▸ **CONSIGNE**
Actualisez le passage du texte sur l'église de Bichancourt qui va de « Plus tard, on » jusqu'à « Bichancourt à Autreville. » inclus. Recopiez-le en remplaçant « douze » par « seize ».

▸ **TEXTE FOURNI**
= = = = =

Une souscription procure 2 500 F.

Le Conseil municipal vote 5 000 F.

L’ancienne cloche vendue donne 1 929 F.

Ces trois cloches, qui forment une des plus belles et des plus fortes sonneries du canton de Coucy, portent toutes trois la mention suivante :

"L’an de grâce 1863, j’ai été bénite par Monseigneur Jean-Joseph Christophe, évêque de Soissons et Laon, en présence de M. Boileau, curé-doyen de Coucy-le-Château et de M. Parmentier, curé de la paroisse".

Sur la plus grosse, mesurant 1,26 m de diamètre et 1,04 m de hauteur, nommée Marie Euphrasine par Maître Joseph Nicolas Symphorien Cugnet et par Mme Marie Euphrasine Souaille, épouse de M. Louis-Ferdinand Gadiffert, maire de la commune, on lit :

"Laudate Dominum in cymbalis bene sonantibus".

Sur la moyenne, mesurant 1,13 m de diamètre sur 0,92 m de hauteur nommée Josèphe Mélanie Dutigny, épouse Boudoux, membre du conseil municipal, on voit :

"Laudate cum in cymbalis jubilationis."

Sur la petite, mesurant 1 m de diamètre sur 0.84 m de hauteur, nommée Martine Bathilde par M. Jean-Claude Benoît et Marie Bathilde Joséphine Leroy, épouse de M. Rémy Béguin, membre du Conseil de fabrique, on lit :

"Omnis spiritus landat dominum".

Monseigneur Christophe étant venu donner la confirmation à Bichancourt au mois d’avril précédant avait promis à M. le Curé de bénir les cloches, mais la mort l’en empêcha et ce fut M. Boileau, doyen de Coucy qui présida la cérémonie de bénédiction le 27 septembre 1863. Les inscriptions étant faites on les laissa telles.

Plus tard, on embellit le choeur de trois vitraux représentant la vie de Saint-Martin.

De 1873 à 1881, on renouvelle les fenêtres de la nef, on draine le pourtour nord de l’église et on construit le presbytère actuel.

De 1881 à 1889, on construit la chapelle St-Nicolas et on achète la verrière de cette chapelle.

De 1889 à 1896, l’église est ornée de douze lampes-appliques dues à la générosité d’une personne de Bichancourt. Le choeur, la grille de communion, les contreforts intérieurs sont restaurés et peints.


L’ANCIEN CIMETIERE


L’ancien cimetière se trouvait au sud de l’église et était limité à l’ouest pour la route de Marizelle à Vézaponin et au sud par le chemin de Bichancourt à Autreville.

= = = = =

▸ **EXTRAIT DES DONNÉES**
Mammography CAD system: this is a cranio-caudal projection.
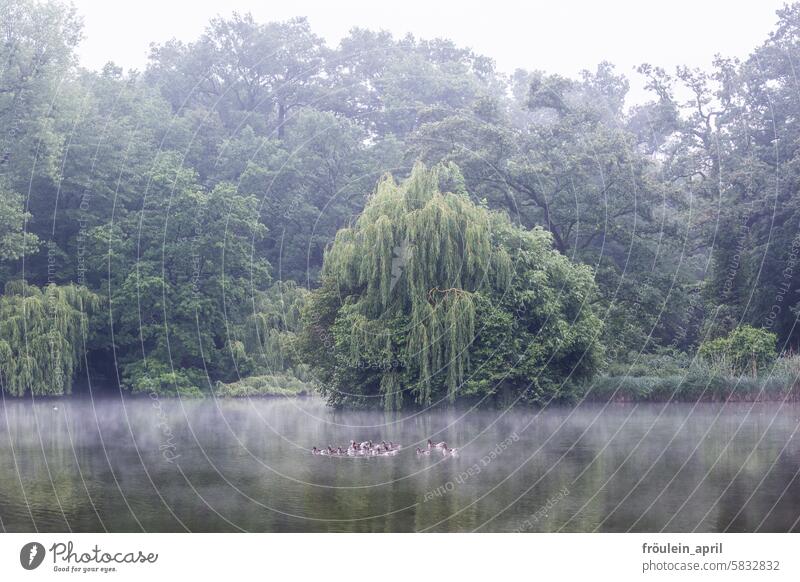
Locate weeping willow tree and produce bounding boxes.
[0,281,100,396]
[302,164,600,409]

= = = = =

▸ **RÉPONSE**
Plus tard, on embellit le choeur de trois vitraux représentant la vie de Saint-Martin.

De 1873 à 1881, on renouvelle les fenêtres de la nef, on draine le pourtour nord de l’église et on construit le presbytère actuel.

De 1881 à 1889, on construit la chapelle St-Nicolas et on achète la verrière de cette chapelle.

De 1889 à 1896, l’église est ornée de seize lampes-appliques dues à la générosité d’une personne de Bichancourt. Le choeur, la grille de communion, les contreforts intérieurs sont restaurés et peints.


L’ANCIEN CIMETIERE


L’ancien cimetière se trouvait au sud de l’église et était limité à l’ouest pour la route de Marizelle à Vézaponin et au sud par le chemin de Bichancourt à Autreville.